*** Data to use Section Begins ***

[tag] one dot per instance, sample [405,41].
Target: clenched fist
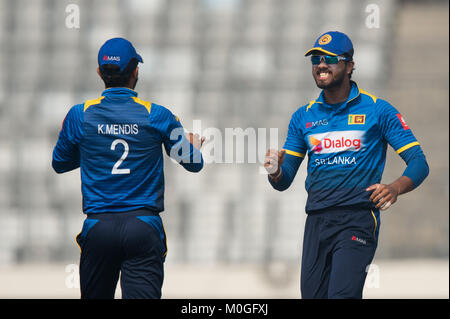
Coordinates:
[273,161]
[195,140]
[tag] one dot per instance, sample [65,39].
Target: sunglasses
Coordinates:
[316,59]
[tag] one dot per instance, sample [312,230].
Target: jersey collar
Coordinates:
[119,92]
[354,93]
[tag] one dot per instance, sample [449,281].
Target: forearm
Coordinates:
[187,155]
[402,185]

*** Data to use Section Ends ***

◆ Required work: Reprint the data verbatim, pictures excluded.

◆ Result of the task:
[tag] one dot per instance, sample [405,41].
Target: clenched fist
Coordinates:
[273,161]
[195,140]
[tag] one dot per instance, sample [65,39].
Target: sunglasses
Coordinates:
[316,59]
[tag] one dot per instance, sample [312,230].
Target: jersey collar
Coordinates:
[119,92]
[354,93]
[tag] one dot per instance, sample [449,281].
Target: forearm
Coordinates:
[187,155]
[402,185]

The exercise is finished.